Nets of 3D shapes are the basic skeleton outline in two dimensions, which can be folded and glued together to obtain the 3D structure. Let’s understand the process of making 3D shapes using nets with the help of 2D shapes.

## Nets of 3D Shapes

Nets of 3D shapes are 2D shapes that can be folded to form 3D shapes or solids. A net can be defined as a pattern made when the surface of a three-dimensional figure is laid out flat showing each face of the figure. A solid may have different nets. A net can be viewed as a flattened-out three-dimensional solid. It is the basic skeleton outline in two dimensions, which can be folded and glued together to obtain the 3D structure.

Let’s understand the nets of the following 3D shapes.

__________________________________________________

Exercise details: Can you condense the paragraph beginning "Nets of 3D shapes are 2D shapes" in the text on nets of 3D shapes into a short list that keeps its main facts? You won't need the entries that come next.

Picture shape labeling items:
__________________________________________________

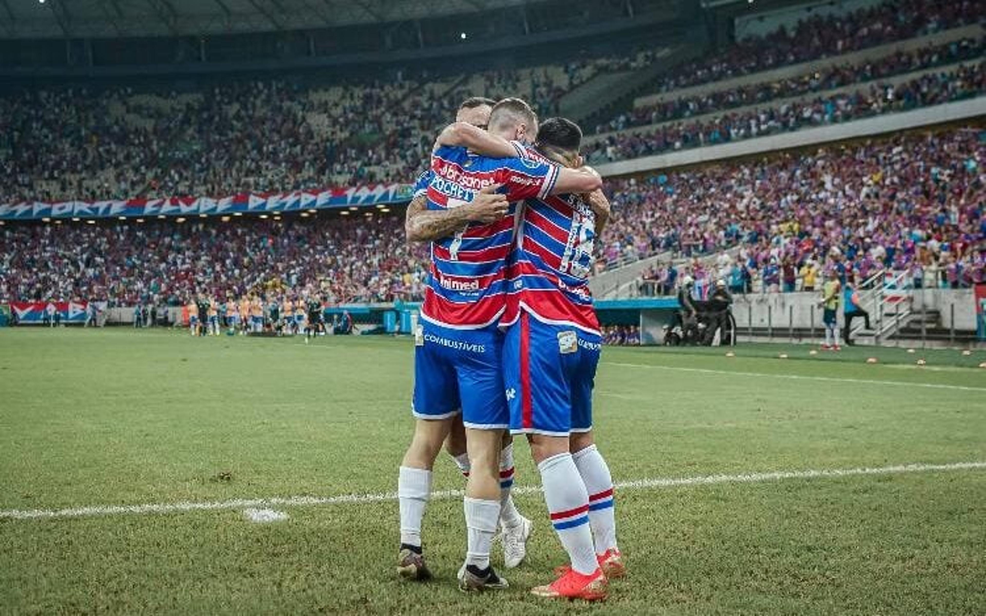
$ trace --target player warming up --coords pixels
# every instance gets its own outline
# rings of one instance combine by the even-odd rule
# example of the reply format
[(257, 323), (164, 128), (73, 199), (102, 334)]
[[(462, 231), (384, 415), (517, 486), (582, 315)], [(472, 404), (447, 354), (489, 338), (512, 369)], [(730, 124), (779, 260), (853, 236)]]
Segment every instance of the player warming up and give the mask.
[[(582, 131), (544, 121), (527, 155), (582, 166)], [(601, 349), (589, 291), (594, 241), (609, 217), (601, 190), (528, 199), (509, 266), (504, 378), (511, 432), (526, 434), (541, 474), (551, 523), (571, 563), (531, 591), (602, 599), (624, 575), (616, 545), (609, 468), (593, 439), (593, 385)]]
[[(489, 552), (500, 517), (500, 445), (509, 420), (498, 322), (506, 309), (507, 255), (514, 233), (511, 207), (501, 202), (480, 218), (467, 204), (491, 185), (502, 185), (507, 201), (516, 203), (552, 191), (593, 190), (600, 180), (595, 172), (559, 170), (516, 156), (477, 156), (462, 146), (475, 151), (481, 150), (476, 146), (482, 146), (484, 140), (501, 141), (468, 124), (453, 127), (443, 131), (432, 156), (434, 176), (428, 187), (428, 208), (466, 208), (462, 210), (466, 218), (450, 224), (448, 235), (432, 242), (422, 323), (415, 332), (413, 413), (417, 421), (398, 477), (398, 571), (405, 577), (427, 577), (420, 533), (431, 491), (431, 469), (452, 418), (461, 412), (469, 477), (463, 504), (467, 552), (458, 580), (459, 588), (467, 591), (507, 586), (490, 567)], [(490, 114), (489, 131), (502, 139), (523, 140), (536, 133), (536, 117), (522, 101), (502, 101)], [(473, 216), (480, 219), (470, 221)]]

__________________________________________________

Task answer:
- A net is a 2D shape that folds into a 3D shape or solid.
- It is the pattern formed when a 3D figure's surface is laid flat, showing every face.
- One solid can have more than one net.
- A net is a flattened-out solid, a 2D outline that can be folded and glued into the 3D structure.